**TEXT SECTION**
An introduction to the package geoR

geoR : Package for Geostatistical Data Analysis
An illustrative session

Paulo J. Ribeiro Jr. & Peter J. Diggle
Last update: 26/Dez/2003


Cross-validation Getting started Exploratory Tools Parameter Estimation
Spatial Interpolation Bayesian analysis Simulation citing geoR


The package geoR provides functions for geostatistical data analysis using the software R.
This document illustrates some (but not all !) of the capabilities of the package.

The objective is to familiarise the reader with the geoR's commands for data analysis and show some of the graphical outputs which can be produced.
The commands used here are just illustrative, providing basic examples of the package handling.
We did not attempt to perform a definitive analysis of this data.

In what follows the R commands are shown in

typewriter fonts like this.

Typically, default arguments are used for the function calls and the user is encouraged to inspect other arguments of the functions. For example, to see all the arguments for the function variog type:

args(variog)

The commands shown in this page are also available in the file geoRintro.R.

**INFORMATION SHOWN**
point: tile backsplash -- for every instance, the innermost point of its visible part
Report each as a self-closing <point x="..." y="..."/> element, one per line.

**WHAT YOU WILL DO**
[A] Reproduce the part of the geoR introduction starting at "Cross-validation Getting started" and ending at "can be produced.".
[B] Summarize the geoR introduction in two sentences.

**ANSWERS FOR THIS EXERCISE**
[A]
Cross-validation Getting started Exploratory Tools Parameter Estimation
Spatial Interpolation Bayesian analysis Simulation citing geoR


The package geoR provides functions for geostatistical data analysis using the software R.
This document illustrates some (but not all !) of the capabilities of the package.

The objective is to familiarise the reader with the geoR's commands for data analysis and show some of the graphical outputs which can be produced.

[B] The geoR package provides functions for geostatistical data analysis in R, and this document illustrates some of its capabilities through basic commands and graphical outputs rather than a definitive analysis of the data. Default arguments are typically used, the user is encouraged to inspect other arguments of the functions (for example with args(variog)), and the commands are also available in the file geoRintro.R.